頁面摘錄 -
在機器人技術日新月異的今天,如何讓機器人的動作更加自然流暢,成為科研人員攻克的重要課題。光學三維動作捕捉技術憑借其高精度與實時性,正逐漸成為這一領域的核心支撐,從北京冬奧會“水立方”冰壺賽道的精準調平,到仿生機器人流暢演繹人體太極拳,這項技術正在不斷突破應用邊界。
動作捕捉技術主要分為光學與慣性兩大體系,二者在原理與應用場景上各有千秋。光學動捕通過空間中密布的紅外鏡頭捕捉目標上的反光標記點,構建三維坐標數據。以國產NOKOV度量系統為例,其Mars系列相機分辨率覆蓋220萬至1200萬像素,采樣頻率達340Hz,可實時解算6自由度位姿與骨骼數據,精度達到亞毫米級。而慣性動捕則通過穿戴在人體關鍵部位的IMU傳感器,結合動力學算法估算動作姿態,雖在環境適應性上更具優勢,但末端精度難以與光學系統媲美。

待解問題 - 請問能否將上方談動作捕捉技術的那段文字中，從“動作捕捉技術主要分為光學與慣”到“末端精度難以與光學系統媲美。”之間的內容（含首尾）一字不差地複製出來？

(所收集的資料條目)
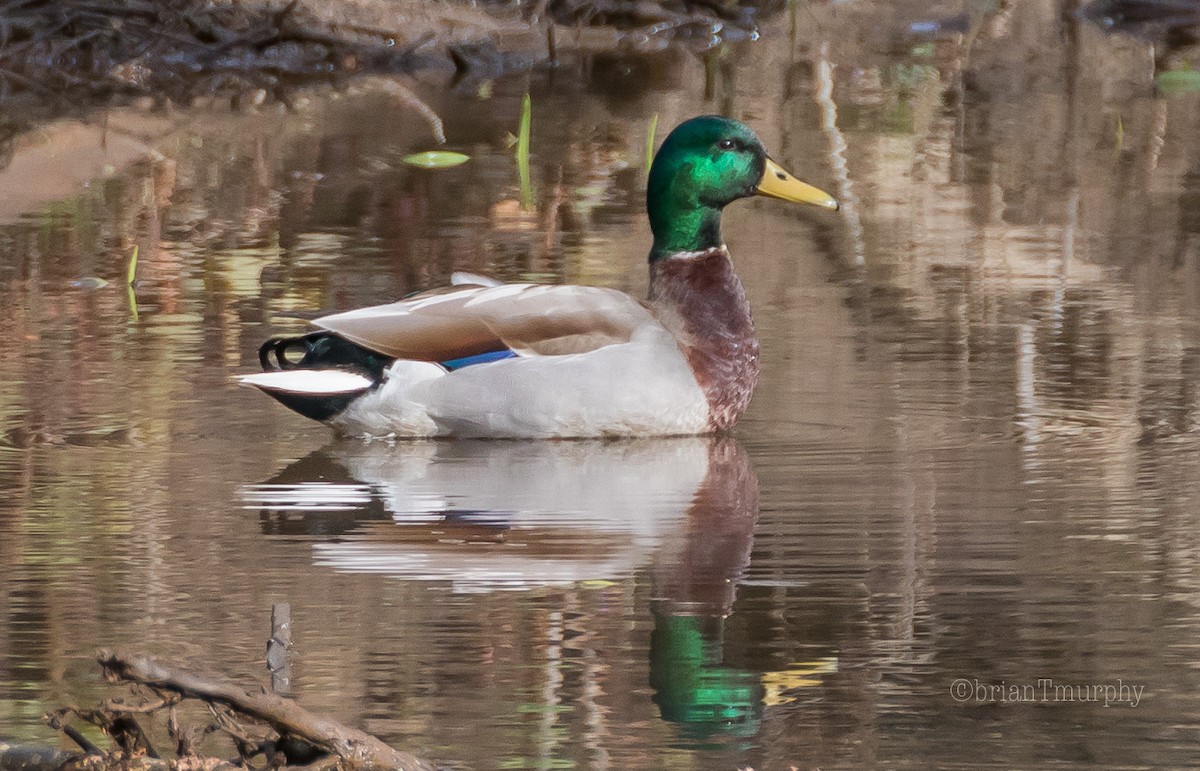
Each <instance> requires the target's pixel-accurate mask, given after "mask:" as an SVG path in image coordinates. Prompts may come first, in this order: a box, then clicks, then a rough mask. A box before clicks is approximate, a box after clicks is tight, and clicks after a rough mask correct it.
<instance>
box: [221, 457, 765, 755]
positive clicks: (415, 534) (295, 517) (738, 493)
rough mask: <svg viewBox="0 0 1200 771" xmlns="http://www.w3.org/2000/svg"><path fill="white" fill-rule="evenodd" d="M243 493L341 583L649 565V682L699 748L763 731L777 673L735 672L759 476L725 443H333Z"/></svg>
mask: <svg viewBox="0 0 1200 771" xmlns="http://www.w3.org/2000/svg"><path fill="white" fill-rule="evenodd" d="M244 495H245V497H246V500H247V501H248V502H251V503H252V504H253V506H254V507H256V508H259V510H260V515H262V521H263V528H264V532H266V533H268V534H307V536H316V537H318V540H317V542H316V543H314V544H313V550H314V560H316V561H317V563H319V564H324V566H329V567H331V568H334V569H336V570H341V572H370V573H382V574H388V575H394V576H397V578H403V579H407V580H437V581H448V582H450V585H451V586H452V587H454V590H455V591H456V592H491V591H502V590H529V588H536V587H545V586H564V585H571V584H578V582H584V581H598V580H605V581H613V580H624V579H631V578H632V576H635V573H636V574H637V575H638V576H641V575H643V573H640V570H643V569H644V568H646V567H648V566H649V567H650V573H649V574H650V576H652V581H653V594H652V602H650V611H652V612H653V617H654V629H653V632H652V636H650V656H649V658H650V662H649V664H650V675H649V680H650V686H652V687H653V689H654V692H655V695H654V701H655V704H656V705H658V707H659V710H660V712H661V716H662V717H664V718H665V719H667V721H671V722H674V723H680V724H683V725H685V727H686V728H685V730H684V734H685V737H686V739H688V740H706V741H708V740H719V739H736V737H742V736H751V735H754V734H755V733H756V731H757V728H758V724H760V721H761V716H762V710H763V703H764V694H766V691H767V688H764V686H763V682H767V681H769V677H770V676H772V674H770V673H768V674H766V675H763V674H760V673H754V671H749V670H744V669H738V668H733V667H728V665H726V664H725V653H724V641H722V633H724V627H725V620H726V617H727V616H728V615H730V614H731V612H732V608H733V602H734V597H736V593H737V586H738V582H739V580H740V578H742V575H743V573H744V572H745V568H746V566H748V564H749V562H750V551H751V545H752V542H754V530H755V524H756V521H757V518H758V479H757V477H756V476H755V472H754V468H752V467H751V464H750V459H749V456H748V454H746V452H745V450H744V449H743V448H742V446H740V444H738V443H737V441H734V440H732V438H728V437H684V438H655V440H635V441H616V442H614V441H607V442H605V441H571V442H499V443H498V442H470V441H460V442H412V443H398V444H395V446H386V444H380V443H374V444H364V443H361V442H347V443H335V444H331V446H329V447H328V448H325V449H322V450H318V452H317V453H313V454H312V455H310V456H307V458H305V459H301V460H300V461H296V462H295V464H293V465H292V466H289V467H288V468H286V470H283V471H282V472H281V473H278V474H277V476H276V477H274V478H271V479H270V480H268V482H265V483H263V484H259V485H250V486H247V488H246V489H245V491H244Z"/></svg>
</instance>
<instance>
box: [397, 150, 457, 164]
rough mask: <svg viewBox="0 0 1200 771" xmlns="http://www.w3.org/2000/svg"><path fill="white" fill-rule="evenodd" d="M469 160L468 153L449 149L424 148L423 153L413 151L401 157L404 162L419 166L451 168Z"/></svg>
mask: <svg viewBox="0 0 1200 771" xmlns="http://www.w3.org/2000/svg"><path fill="white" fill-rule="evenodd" d="M469 160H470V156H469V155H466V154H463V153H452V151H450V150H426V151H425V153H413V154H412V155H406V156H404V157H402V159H401V161H403V162H404V163H408V165H409V166H418V167H420V168H451V167H454V166H461V165H463V163H466V162H467V161H469Z"/></svg>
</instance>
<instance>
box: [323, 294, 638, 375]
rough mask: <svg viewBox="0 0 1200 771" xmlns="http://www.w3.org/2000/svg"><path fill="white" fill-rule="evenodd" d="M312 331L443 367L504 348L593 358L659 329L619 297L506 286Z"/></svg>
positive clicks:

問題解答 -
動作捕捉技術主要分為光學與慣性兩大體系,二者在原理與應用場景上各有千秋。光學動捕通過空間中密布的紅外鏡頭捕捉目標上的反光標記點,構建三維坐標數據。以國產NOKOV度量系統為例,其Mars系列相機分辨率覆蓋220萬至1200萬像素,采樣頻率達340Hz,可實時解算6自由度位姿與骨骼數據,精度達到亞毫米級。而慣性動捕則通過穿戴在人體關鍵部位的IMU傳感器,結合動力學算法估算動作姿態,雖在環境適應性上更具優勢,但末端精度難以與光學系統媲美。